▶ **PAGE EXCERPT**

[Start of section]

Ya, I think we as a society have moved to sex driven relationships instead of craving love based relationships where sex comes in the course of love, not as a way to "get off"....
Much exacerbated by our schizophrenic commercialization of sexy/racy clothes and entertainment, while we simultaneously outlaw prostitution and persecute accidental pregnancies.
So long as it turns a buck, all bets are off.
It's not "just" sex that is all screwed up. How many of those boys who volunteered to go to Iraq cut their teeth on First Person Sniper and Real Time Strategy games?
Maybe I am too much of a romantic or maybe just watching too watch dreamy tvshows with great romantic writing has messed with me more then I realize (damn you, Arron Sorkin, Josh Schwartz!), but even still, I have "always" (being relative, clearly, not when I was 5 years old, LOL) wanted someone to spend my life with, not just hook up with for a night of "seeming glory"
Too much of a romantic, IN YOUR TWENTIES? If not then, WHEN? If young men will surrender Idealism, what next? Surrender of arms?
There is time enough to grow jaded and cynical. There is no hurry to make greater compromises than you had hoped to have to make. Patience is a virtue? "Patience is the greatest virtue," said Dionysius Cato in a couple hundred A.D.
I had to ponder that for awhile. Why did he say Patience was the GREATEST virtue? I mean, that's pretty definitive. What about Compassion? What about Kindness? What about Generosity? What about Faith? And then it hit me. With Patience, one might acquire all that is Good.

[End of section]

Collected data:
[Start of section]

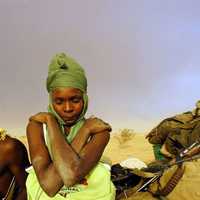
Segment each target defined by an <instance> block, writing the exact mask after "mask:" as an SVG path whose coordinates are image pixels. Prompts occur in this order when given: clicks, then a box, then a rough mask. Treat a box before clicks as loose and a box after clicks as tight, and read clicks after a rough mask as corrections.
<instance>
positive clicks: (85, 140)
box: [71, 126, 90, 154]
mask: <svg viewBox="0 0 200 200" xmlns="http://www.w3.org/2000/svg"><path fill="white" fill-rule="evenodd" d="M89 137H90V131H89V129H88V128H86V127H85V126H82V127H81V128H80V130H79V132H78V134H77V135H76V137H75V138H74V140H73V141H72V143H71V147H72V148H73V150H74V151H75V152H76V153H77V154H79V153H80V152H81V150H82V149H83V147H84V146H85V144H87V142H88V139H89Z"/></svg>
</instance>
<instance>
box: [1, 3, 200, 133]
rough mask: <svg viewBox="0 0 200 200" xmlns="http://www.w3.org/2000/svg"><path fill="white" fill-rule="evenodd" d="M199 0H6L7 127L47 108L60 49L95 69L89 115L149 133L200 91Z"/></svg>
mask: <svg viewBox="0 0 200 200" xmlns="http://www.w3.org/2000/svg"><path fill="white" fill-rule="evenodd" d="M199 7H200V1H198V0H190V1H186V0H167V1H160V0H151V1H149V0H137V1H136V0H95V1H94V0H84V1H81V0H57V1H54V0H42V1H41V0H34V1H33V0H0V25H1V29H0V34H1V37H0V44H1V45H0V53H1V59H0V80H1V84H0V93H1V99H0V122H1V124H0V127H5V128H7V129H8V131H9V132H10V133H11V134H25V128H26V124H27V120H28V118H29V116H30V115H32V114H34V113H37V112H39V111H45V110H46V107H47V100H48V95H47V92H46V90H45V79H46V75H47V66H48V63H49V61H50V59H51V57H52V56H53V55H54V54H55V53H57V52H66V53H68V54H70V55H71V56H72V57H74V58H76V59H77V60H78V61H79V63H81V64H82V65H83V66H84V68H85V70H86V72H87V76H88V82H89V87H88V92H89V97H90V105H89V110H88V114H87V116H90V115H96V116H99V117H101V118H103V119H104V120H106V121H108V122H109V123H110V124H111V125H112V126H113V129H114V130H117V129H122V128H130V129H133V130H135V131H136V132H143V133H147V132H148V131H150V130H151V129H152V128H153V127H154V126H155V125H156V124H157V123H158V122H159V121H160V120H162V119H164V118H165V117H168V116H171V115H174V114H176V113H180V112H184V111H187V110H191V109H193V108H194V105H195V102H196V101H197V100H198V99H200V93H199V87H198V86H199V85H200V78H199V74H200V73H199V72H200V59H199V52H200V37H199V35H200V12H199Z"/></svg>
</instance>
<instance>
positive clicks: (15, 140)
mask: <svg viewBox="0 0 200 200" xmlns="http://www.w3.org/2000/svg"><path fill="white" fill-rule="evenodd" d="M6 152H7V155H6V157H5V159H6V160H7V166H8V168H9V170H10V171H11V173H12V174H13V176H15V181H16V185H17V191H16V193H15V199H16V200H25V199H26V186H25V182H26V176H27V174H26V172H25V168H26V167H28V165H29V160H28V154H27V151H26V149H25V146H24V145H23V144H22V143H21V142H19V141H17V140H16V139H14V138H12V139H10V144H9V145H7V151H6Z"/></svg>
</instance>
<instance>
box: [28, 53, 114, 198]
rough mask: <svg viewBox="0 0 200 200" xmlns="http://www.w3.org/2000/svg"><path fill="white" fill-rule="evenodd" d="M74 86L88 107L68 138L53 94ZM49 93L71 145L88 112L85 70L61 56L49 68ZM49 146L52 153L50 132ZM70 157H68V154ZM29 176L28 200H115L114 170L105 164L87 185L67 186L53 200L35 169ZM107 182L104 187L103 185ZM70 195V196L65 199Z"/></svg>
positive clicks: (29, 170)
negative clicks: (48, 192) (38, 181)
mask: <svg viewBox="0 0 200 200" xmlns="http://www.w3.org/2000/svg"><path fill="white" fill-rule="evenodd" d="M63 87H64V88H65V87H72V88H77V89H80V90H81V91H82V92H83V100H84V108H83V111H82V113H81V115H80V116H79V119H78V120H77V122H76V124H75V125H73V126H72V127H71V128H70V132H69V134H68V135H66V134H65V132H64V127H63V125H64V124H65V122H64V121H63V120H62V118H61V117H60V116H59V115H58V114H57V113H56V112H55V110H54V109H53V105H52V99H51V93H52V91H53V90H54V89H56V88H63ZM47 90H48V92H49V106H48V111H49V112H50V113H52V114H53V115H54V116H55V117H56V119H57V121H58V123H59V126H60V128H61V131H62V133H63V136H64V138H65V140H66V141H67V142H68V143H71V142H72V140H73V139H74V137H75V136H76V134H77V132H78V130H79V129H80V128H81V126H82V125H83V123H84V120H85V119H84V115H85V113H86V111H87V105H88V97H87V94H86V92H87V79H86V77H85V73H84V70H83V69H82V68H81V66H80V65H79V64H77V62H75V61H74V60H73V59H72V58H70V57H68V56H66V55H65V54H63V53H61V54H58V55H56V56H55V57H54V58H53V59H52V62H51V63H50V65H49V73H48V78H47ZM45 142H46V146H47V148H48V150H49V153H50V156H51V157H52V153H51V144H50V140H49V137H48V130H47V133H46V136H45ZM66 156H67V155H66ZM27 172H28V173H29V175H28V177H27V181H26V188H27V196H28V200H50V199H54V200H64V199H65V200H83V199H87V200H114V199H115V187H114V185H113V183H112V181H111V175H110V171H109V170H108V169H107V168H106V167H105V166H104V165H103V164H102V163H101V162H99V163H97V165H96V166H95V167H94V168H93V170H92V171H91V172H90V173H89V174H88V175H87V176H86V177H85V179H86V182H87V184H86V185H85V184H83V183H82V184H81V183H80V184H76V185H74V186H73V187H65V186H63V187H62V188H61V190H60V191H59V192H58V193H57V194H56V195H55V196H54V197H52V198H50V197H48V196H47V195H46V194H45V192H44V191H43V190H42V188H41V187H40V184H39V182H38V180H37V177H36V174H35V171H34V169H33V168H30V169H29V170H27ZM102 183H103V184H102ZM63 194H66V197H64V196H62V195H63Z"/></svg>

[End of section]
[Start of section]

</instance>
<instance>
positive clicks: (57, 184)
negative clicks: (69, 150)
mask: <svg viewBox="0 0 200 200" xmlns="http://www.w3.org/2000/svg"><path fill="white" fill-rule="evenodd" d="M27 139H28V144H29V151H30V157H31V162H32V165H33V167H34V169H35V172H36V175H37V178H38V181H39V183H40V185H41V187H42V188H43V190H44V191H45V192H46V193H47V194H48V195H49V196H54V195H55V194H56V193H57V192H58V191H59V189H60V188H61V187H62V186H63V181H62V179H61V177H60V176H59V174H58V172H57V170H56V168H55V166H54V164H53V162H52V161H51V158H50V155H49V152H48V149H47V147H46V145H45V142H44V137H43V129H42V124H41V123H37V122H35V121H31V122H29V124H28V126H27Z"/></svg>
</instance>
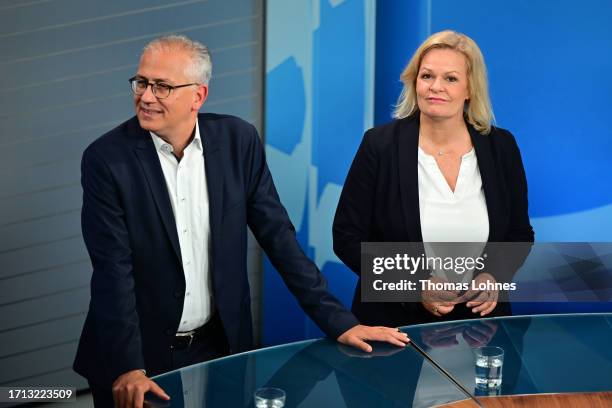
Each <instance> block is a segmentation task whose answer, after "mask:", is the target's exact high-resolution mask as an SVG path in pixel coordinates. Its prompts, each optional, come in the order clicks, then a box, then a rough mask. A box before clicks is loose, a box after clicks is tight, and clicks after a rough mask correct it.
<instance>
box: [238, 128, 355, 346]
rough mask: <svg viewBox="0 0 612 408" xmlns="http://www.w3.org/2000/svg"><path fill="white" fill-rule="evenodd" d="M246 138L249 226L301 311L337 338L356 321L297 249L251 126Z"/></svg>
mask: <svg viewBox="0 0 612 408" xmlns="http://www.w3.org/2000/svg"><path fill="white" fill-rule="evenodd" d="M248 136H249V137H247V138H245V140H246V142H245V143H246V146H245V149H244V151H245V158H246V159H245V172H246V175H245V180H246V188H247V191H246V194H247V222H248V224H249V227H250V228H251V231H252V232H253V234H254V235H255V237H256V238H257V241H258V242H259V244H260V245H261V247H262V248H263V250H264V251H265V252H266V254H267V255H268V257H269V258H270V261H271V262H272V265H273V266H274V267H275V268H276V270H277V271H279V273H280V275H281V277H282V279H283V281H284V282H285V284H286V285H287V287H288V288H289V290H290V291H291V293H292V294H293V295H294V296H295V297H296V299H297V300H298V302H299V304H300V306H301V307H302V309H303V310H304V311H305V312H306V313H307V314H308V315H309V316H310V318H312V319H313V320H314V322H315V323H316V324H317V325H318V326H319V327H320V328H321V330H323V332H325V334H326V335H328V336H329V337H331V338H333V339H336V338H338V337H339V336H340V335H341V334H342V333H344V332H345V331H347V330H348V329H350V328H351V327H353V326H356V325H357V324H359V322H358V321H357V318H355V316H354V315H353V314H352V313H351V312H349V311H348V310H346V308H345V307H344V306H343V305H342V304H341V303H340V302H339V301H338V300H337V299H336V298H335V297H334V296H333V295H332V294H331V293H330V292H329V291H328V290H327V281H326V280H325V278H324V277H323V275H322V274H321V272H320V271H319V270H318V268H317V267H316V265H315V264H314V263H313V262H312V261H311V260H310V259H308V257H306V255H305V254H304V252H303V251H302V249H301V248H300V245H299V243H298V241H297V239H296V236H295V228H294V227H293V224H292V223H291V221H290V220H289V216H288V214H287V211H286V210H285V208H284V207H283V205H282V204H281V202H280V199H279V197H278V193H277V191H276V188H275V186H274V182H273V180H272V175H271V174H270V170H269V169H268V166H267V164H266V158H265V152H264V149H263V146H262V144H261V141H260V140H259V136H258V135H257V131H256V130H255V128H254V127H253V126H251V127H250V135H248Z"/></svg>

[End of section]

▶ **WORK ORDER 1**
Summarize the comment on romance and patience in two sentences.
▶ **WORK ORDER 2**
In the comment on romance and patience, who is quoted as saying that patience is the greatest virtue?
▶ **WORK ORDER 3**
Rewrite the part of the comment on romance and patience that begins at the words "Much exacerbated by" and stops after "Surrender of arms?", with "buck" changed to "dollar".

▶ **ANSWER SPACE 1**
The comment argues that society has moved toward sex-driven relationships, made worse by the commercialization of sexy clothes and entertainment while prostitution is outlawed and accidental pregnancies are persecuted. It also pushes back against giving up romantic idealism in one's twenties and cites Dionysius Cato to conclude that patience is the greatest virtue because with it one might acquire all that is good.

▶ **ANSWER SPACE 2**
Dionysius Cato.

▶ **ANSWER SPACE 3**
Much exacerbated by our schizophrenic commercialization of sexy/racy clothes and entertainment, while we simultaneously outlaw prostitution and persecute accidental pregnancies.
So long as it turns a dollar, all bets are off.
It's not "just" sex that is all screwed up. How many of those boys who volunteered to go to Iraq cut their teeth on First Person Sniper and Real Time Strategy games?
Maybe I am too much of a romantic or maybe just watching too watch dreamy tvshows with great romantic writing has messed with me more then I realize (damn you, Arron Sorkin, Josh Schwartz!), but even still, I have "always" (being relative, clearly, not when I was 5 years old, LOL) wanted someone to spend my life with, not just hook up with for a night of "seeming glory"
Too much of a romantic, IN YOUR TWENTIES? If not then, WHEN? If young men will surrender Idealism, what next? Surrender of arms?